Write out exactly the first lines of the listing, ending on the line that contains "negative clicks: (26, 227) (21, 223)".
(Beginning of Provided entries)
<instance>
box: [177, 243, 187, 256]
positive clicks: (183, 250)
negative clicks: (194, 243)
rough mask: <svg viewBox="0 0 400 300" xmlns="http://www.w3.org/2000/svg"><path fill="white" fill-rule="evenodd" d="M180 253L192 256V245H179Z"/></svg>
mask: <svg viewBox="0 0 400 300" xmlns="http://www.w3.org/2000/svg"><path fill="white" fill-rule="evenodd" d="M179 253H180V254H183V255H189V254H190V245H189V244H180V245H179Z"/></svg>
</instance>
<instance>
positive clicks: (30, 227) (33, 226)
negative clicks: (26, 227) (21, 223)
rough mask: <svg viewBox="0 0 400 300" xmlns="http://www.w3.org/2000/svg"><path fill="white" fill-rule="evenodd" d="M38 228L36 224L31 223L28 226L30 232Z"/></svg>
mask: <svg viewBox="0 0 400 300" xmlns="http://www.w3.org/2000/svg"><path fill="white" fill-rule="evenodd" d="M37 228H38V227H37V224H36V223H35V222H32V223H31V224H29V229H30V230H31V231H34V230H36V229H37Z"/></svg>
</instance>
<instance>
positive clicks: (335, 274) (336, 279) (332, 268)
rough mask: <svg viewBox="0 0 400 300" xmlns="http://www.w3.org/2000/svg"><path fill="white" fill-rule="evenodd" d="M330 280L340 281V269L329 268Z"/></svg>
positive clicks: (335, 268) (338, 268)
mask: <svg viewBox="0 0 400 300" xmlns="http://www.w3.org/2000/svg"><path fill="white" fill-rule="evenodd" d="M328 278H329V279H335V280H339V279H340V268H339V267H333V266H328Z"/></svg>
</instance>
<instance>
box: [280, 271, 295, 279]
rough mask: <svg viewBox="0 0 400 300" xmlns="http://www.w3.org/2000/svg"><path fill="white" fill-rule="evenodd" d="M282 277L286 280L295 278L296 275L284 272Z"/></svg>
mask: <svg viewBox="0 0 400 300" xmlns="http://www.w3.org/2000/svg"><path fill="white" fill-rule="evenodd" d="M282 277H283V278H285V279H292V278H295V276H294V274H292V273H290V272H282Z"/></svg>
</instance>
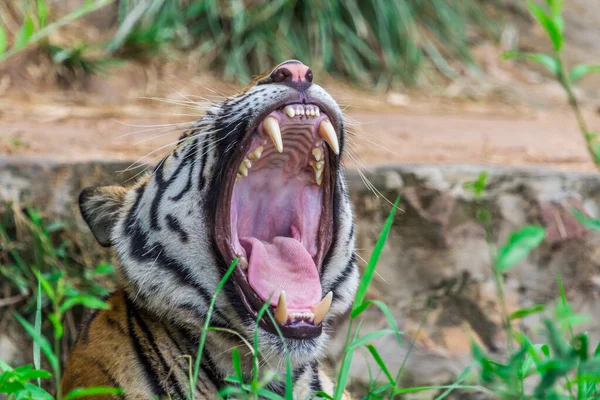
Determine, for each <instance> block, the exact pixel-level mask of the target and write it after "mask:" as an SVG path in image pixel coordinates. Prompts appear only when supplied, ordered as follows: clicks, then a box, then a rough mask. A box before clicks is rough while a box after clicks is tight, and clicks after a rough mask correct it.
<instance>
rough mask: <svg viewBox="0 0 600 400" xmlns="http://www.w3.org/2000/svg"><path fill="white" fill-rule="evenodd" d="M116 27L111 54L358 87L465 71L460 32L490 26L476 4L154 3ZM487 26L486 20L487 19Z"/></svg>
mask: <svg viewBox="0 0 600 400" xmlns="http://www.w3.org/2000/svg"><path fill="white" fill-rule="evenodd" d="M120 21H121V26H120V29H119V31H118V32H117V34H116V35H115V38H114V39H113V41H112V42H111V44H110V46H109V48H110V49H111V50H112V51H117V50H118V49H120V50H121V51H124V52H126V53H127V52H130V51H131V50H132V49H133V52H134V53H135V52H139V50H140V49H146V50H151V51H156V50H158V49H160V48H164V47H165V44H166V43H169V44H175V47H178V48H184V49H187V50H191V51H194V52H197V53H198V55H199V56H200V59H204V60H206V62H207V64H208V65H209V66H210V67H212V68H214V69H217V70H219V71H223V75H224V77H225V79H229V80H238V81H242V82H248V81H249V80H250V78H251V77H252V76H253V75H256V74H259V73H262V72H264V71H266V70H268V69H269V68H271V67H272V66H273V65H276V64H277V63H279V62H281V61H282V60H285V59H289V58H296V59H300V60H302V61H304V62H305V63H307V64H308V65H311V66H312V67H313V68H315V69H318V70H325V71H327V72H329V73H331V74H334V75H337V76H340V77H344V78H347V79H350V80H353V81H356V82H360V83H362V84H365V85H369V86H373V85H376V86H378V87H387V86H389V85H390V84H391V83H392V82H394V81H398V80H400V81H402V82H404V83H414V82H415V81H416V80H417V79H418V77H419V73H421V72H423V69H424V66H425V65H426V63H428V62H429V65H432V66H434V67H435V68H437V69H438V70H439V71H440V72H443V73H445V74H447V75H452V74H456V73H455V72H454V71H453V70H452V67H451V65H450V64H451V63H450V61H449V60H450V59H458V60H461V61H462V62H466V63H469V62H470V61H471V59H470V53H469V48H468V44H469V42H468V39H467V35H466V32H467V30H468V29H469V28H470V27H473V26H476V27H479V28H483V27H484V26H489V23H486V22H485V21H486V18H485V16H484V14H483V11H482V6H481V5H480V4H479V3H478V2H477V1H473V0H462V1H455V0H450V1H437V0H433V1H421V0H407V1H401V2H399V1H369V2H361V1H357V0H349V1H345V2H332V1H325V2H321V1H297V0H277V1H266V0H260V1H254V2H242V1H232V2H218V1H214V0H213V1H191V2H188V3H185V5H183V4H182V3H180V2H178V1H174V0H152V1H149V2H148V3H147V7H146V8H145V9H142V8H141V6H140V5H139V3H130V2H127V1H123V2H121V20H120ZM487 22H489V21H487Z"/></svg>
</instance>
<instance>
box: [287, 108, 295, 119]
mask: <svg viewBox="0 0 600 400" xmlns="http://www.w3.org/2000/svg"><path fill="white" fill-rule="evenodd" d="M284 111H285V113H286V114H287V116H288V117H290V118H294V116H295V115H296V111H295V110H294V107H292V106H287V107H286V108H285V110H284Z"/></svg>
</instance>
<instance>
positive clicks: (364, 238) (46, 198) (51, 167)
mask: <svg viewBox="0 0 600 400" xmlns="http://www.w3.org/2000/svg"><path fill="white" fill-rule="evenodd" d="M128 165H129V164H128V163H112V162H88V163H80V164H59V163H55V162H52V161H44V160H39V159H15V158H4V159H0V198H4V199H5V200H6V199H12V200H17V201H19V202H20V203H22V204H33V205H35V206H38V207H41V208H43V210H45V211H46V212H47V213H51V214H53V215H55V216H57V217H60V218H62V219H64V220H66V221H67V222H68V224H69V226H70V227H71V229H73V230H74V231H81V235H82V237H84V238H86V239H85V240H87V241H88V243H89V245H90V246H92V247H94V248H97V246H96V245H95V244H93V240H92V238H91V235H90V234H89V233H88V231H87V228H86V227H85V224H84V223H83V221H82V220H81V218H80V217H79V213H78V211H77V206H76V198H77V195H78V193H79V191H80V189H81V188H82V187H85V186H88V185H93V184H100V183H104V184H108V183H115V182H124V181H126V180H127V179H129V178H131V176H132V175H133V174H134V173H135V171H134V172H128V173H122V174H118V173H116V172H115V171H119V170H124V169H126V167H127V166H128ZM484 170H485V171H488V172H489V187H488V190H487V191H486V193H485V194H484V196H483V199H482V200H481V201H476V200H475V199H474V198H473V196H472V195H471V194H470V193H469V192H468V191H466V190H465V189H464V188H463V184H464V183H465V182H467V181H470V180H474V179H476V178H477V176H478V174H479V173H480V172H481V171H484ZM366 176H367V178H368V179H369V180H370V181H371V183H372V184H373V185H374V186H375V187H377V188H378V190H379V191H380V194H379V195H378V196H376V195H374V194H373V193H372V192H370V191H369V190H367V189H366V186H365V185H364V183H363V182H362V180H361V178H360V176H359V174H358V173H357V171H354V170H351V171H348V180H349V184H350V188H351V197H352V201H353V203H354V209H355V213H356V218H357V247H358V249H359V255H360V256H361V258H362V259H368V257H369V255H370V252H371V250H372V248H373V246H374V243H375V241H376V240H377V237H378V235H379V232H380V229H381V227H382V226H383V223H384V221H385V219H386V217H387V215H388V214H389V211H390V208H391V205H390V202H393V201H394V199H395V198H396V197H397V196H398V195H400V196H401V199H402V200H401V203H400V204H401V211H399V212H398V213H397V214H396V218H395V221H394V225H393V227H392V230H391V233H390V236H389V239H388V243H387V245H386V247H385V249H384V251H383V254H382V257H381V261H380V263H379V265H378V268H377V274H376V276H375V278H374V282H373V285H372V287H371V289H370V291H369V296H370V298H373V299H381V300H383V301H384V302H385V303H387V304H388V305H389V307H390V308H391V310H392V312H393V313H394V315H395V317H396V319H397V321H398V324H399V326H400V327H401V329H402V330H403V331H404V332H405V333H406V335H405V336H406V340H407V343H408V342H409V341H410V340H412V339H415V347H414V348H413V349H412V350H411V354H410V356H409V357H408V361H407V370H406V371H407V372H406V374H405V375H404V376H405V378H406V379H407V380H409V381H410V383H411V384H434V383H443V382H447V381H450V380H452V379H453V378H454V377H455V376H456V375H458V374H459V373H460V372H461V371H462V369H463V368H464V367H465V366H466V365H467V364H469V363H470V361H471V358H470V340H471V339H473V340H475V341H477V342H479V343H480V344H481V345H482V346H483V347H484V348H485V349H487V351H489V352H497V353H501V352H502V351H503V350H504V349H505V347H506V341H505V339H506V338H505V337H504V333H503V330H502V329H501V322H500V318H499V303H498V301H497V296H496V291H495V285H494V281H493V279H492V274H491V266H490V265H491V263H490V255H489V254H490V253H489V247H488V243H487V242H486V232H485V230H484V229H483V228H482V227H481V225H480V224H479V222H478V221H477V219H476V213H477V211H478V210H479V209H481V207H485V208H487V209H488V210H489V211H490V212H491V216H492V221H493V227H494V229H493V230H494V233H493V236H494V238H493V239H494V241H495V242H496V243H502V242H504V241H505V239H506V238H507V236H508V235H509V233H510V232H511V231H513V230H515V229H518V228H519V227H521V226H522V225H524V224H527V223H530V224H540V225H543V226H545V227H546V228H547V230H548V236H547V238H546V240H545V241H544V243H543V244H542V246H541V247H540V248H539V249H537V250H535V251H534V252H533V253H532V254H531V255H530V256H529V257H528V258H527V260H525V261H523V262H521V263H520V264H519V265H518V266H517V267H515V268H514V269H513V270H511V271H510V272H509V273H508V274H507V275H506V276H505V279H506V300H507V306H508V308H509V310H515V309H518V308H520V307H526V306H531V305H533V304H538V303H543V304H547V305H549V306H550V307H551V306H552V305H553V304H554V301H555V299H556V298H557V297H558V288H557V283H556V273H557V272H558V273H560V275H561V277H562V279H563V282H564V285H565V288H566V293H567V297H568V299H569V301H571V302H572V304H573V305H574V307H575V308H576V309H577V310H580V311H581V312H584V313H587V314H590V315H600V300H599V294H600V290H599V288H600V250H599V249H600V246H599V244H600V234H599V233H593V232H588V231H586V230H584V229H582V228H581V227H580V225H579V224H578V223H577V221H576V220H575V219H574V217H573V216H572V214H571V212H570V210H571V209H573V208H577V209H580V210H582V211H584V212H586V213H587V214H588V215H590V216H592V217H597V216H599V208H598V205H599V204H600V177H598V176H597V175H596V174H581V173H562V172H556V171H549V170H535V169H498V168H488V167H471V166H390V167H387V168H380V169H377V170H374V171H373V172H370V173H366ZM549 312H550V311H549ZM364 315H365V322H364V324H363V333H367V332H368V331H369V330H374V329H380V328H385V327H386V322H385V319H384V318H383V317H382V315H381V313H380V312H379V311H377V310H369V311H367V312H366V313H365V314H364ZM540 318H541V316H540V315H537V316H531V317H528V318H526V319H525V320H524V321H522V322H520V324H521V325H518V327H519V328H522V329H525V330H526V331H527V332H528V333H529V334H531V335H533V337H536V335H537V331H538V328H540ZM345 329H346V325H345V323H341V324H340V326H339V327H338V330H337V332H339V333H338V334H337V335H335V339H334V342H333V344H332V346H331V347H330V349H329V357H330V360H331V361H332V362H334V363H335V360H339V358H340V352H341V348H342V346H343V340H344V335H345ZM581 329H585V330H588V331H589V332H590V339H591V340H592V343H594V342H597V341H598V340H599V339H600V325H599V323H598V319H596V321H592V322H590V323H589V324H588V325H584V326H582V327H581ZM417 333H418V334H417ZM0 336H1V335H0ZM376 345H377V347H378V348H379V350H380V353H381V354H382V355H384V358H385V359H386V361H387V362H388V363H389V364H388V365H389V366H390V369H391V370H392V371H394V370H397V368H398V367H399V366H400V364H401V363H402V361H403V359H404V356H405V354H406V348H407V346H408V344H406V345H404V346H399V345H397V344H395V342H394V340H393V338H391V337H390V338H383V339H381V340H380V341H379V342H378V343H376ZM9 347H10V346H8V347H7V345H6V338H4V339H2V338H0V353H1V352H2V351H4V352H5V353H4V355H3V354H0V358H2V357H3V356H4V357H6V355H7V352H8V351H9V350H6V349H7V348H9ZM13 347H14V346H13ZM368 360H369V358H368V357H366V356H365V357H362V356H360V355H357V356H356V357H355V360H354V369H353V371H354V372H353V373H354V376H355V378H356V379H357V380H360V379H365V377H368V372H367V362H369V361H368Z"/></svg>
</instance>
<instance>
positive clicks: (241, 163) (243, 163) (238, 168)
mask: <svg viewBox="0 0 600 400" xmlns="http://www.w3.org/2000/svg"><path fill="white" fill-rule="evenodd" d="M251 166H252V163H250V160H248V159H247V158H244V161H242V163H241V164H240V167H239V168H238V175H241V176H248V168H250V167H251Z"/></svg>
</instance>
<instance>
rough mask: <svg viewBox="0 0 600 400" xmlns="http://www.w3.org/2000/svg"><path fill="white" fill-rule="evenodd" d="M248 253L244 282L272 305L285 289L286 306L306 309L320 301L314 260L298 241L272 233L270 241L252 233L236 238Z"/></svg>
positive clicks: (278, 298) (299, 308)
mask: <svg viewBox="0 0 600 400" xmlns="http://www.w3.org/2000/svg"><path fill="white" fill-rule="evenodd" d="M240 243H241V245H242V246H244V249H245V250H246V254H248V255H249V256H250V257H249V260H248V282H249V283H250V286H252V288H253V289H254V290H255V291H256V293H258V295H259V296H260V297H261V298H262V299H264V300H266V299H268V298H269V296H270V295H271V294H273V296H272V297H271V305H273V306H276V305H277V301H278V300H279V293H280V292H281V291H282V290H285V295H286V300H287V304H288V309H289V310H290V312H291V311H310V307H311V306H313V305H315V304H317V303H318V302H319V301H321V281H320V279H319V273H318V271H317V267H316V266H315V263H314V261H313V259H312V257H311V256H310V254H309V253H308V251H306V249H305V248H304V246H302V243H300V242H299V241H297V240H296V239H293V238H290V237H283V236H276V237H275V238H273V242H272V243H269V242H263V241H261V240H258V239H257V238H254V237H244V238H240Z"/></svg>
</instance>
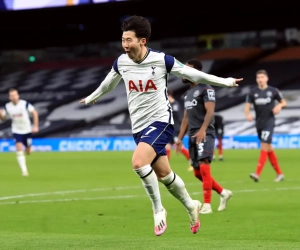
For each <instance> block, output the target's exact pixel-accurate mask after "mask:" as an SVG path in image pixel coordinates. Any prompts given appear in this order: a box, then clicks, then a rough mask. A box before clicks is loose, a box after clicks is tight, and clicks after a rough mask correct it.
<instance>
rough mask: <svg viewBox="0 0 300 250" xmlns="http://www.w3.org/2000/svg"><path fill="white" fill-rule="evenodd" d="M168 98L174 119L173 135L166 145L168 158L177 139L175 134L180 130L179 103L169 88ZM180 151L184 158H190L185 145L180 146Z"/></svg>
mask: <svg viewBox="0 0 300 250" xmlns="http://www.w3.org/2000/svg"><path fill="white" fill-rule="evenodd" d="M168 98H169V102H170V105H171V108H172V113H173V120H174V133H173V136H172V137H171V140H170V142H169V143H168V144H167V145H166V151H167V157H168V159H169V160H170V157H171V149H172V147H173V146H174V145H175V142H176V141H177V136H178V134H179V131H180V124H181V112H180V104H179V102H178V101H176V100H175V99H174V96H173V92H172V91H171V90H168ZM180 152H181V153H182V154H183V155H184V156H185V158H186V159H187V160H188V161H189V160H190V154H189V151H188V150H187V149H186V148H185V147H182V148H181V151H180Z"/></svg>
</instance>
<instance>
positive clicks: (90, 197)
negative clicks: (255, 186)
mask: <svg viewBox="0 0 300 250" xmlns="http://www.w3.org/2000/svg"><path fill="white" fill-rule="evenodd" d="M289 190H300V187H279V188H263V189H243V190H236V191H233V193H234V194H235V193H254V192H269V191H289ZM196 194H202V192H192V193H191V195H196ZM146 197H147V196H146V195H120V196H103V197H86V198H68V199H54V200H51V199H48V200H29V201H6V202H0V205H15V204H30V203H57V202H69V201H94V200H112V199H131V198H146Z"/></svg>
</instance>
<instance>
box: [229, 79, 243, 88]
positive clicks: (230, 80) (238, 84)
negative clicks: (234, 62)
mask: <svg viewBox="0 0 300 250" xmlns="http://www.w3.org/2000/svg"><path fill="white" fill-rule="evenodd" d="M227 79H229V82H228V83H227V84H226V85H227V86H228V87H238V86H239V84H238V83H239V82H241V81H243V80H244V78H232V77H229V78H227Z"/></svg>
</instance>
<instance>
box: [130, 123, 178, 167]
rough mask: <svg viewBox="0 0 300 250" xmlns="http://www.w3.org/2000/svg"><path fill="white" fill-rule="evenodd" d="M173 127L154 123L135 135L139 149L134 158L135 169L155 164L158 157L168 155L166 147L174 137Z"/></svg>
mask: <svg viewBox="0 0 300 250" xmlns="http://www.w3.org/2000/svg"><path fill="white" fill-rule="evenodd" d="M173 131H174V128H173V125H171V124H168V123H162V122H154V123H152V124H151V125H150V126H148V127H147V128H145V129H144V130H142V131H141V132H139V133H137V134H134V135H133V136H134V140H135V142H136V144H137V148H136V150H135V151H134V154H133V157H132V164H133V167H134V168H140V167H142V166H145V165H147V164H153V163H154V162H153V160H156V159H157V156H164V155H166V148H165V147H166V145H167V144H168V143H169V142H170V139H171V137H172V135H173Z"/></svg>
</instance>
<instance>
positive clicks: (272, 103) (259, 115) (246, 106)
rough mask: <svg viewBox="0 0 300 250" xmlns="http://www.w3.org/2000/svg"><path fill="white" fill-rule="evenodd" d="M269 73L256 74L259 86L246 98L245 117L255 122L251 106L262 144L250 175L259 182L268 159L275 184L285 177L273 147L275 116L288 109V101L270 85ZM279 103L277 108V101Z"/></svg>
(End of Provided entries)
▶ _Exercise result_
<instance>
box: [177, 243, 187, 256]
positive clicks: (183, 250)
negative clicks: (194, 243)
rough mask: <svg viewBox="0 0 400 300" xmlns="http://www.w3.org/2000/svg"><path fill="white" fill-rule="evenodd" d="M180 253L192 256V245H179Z"/></svg>
mask: <svg viewBox="0 0 400 300" xmlns="http://www.w3.org/2000/svg"><path fill="white" fill-rule="evenodd" d="M179 253H180V254H183V255H189V254H190V245H189V244H180V245H179Z"/></svg>
</instance>
<instance>
positive clicks: (30, 227) (33, 226)
negative clicks: (26, 227) (21, 223)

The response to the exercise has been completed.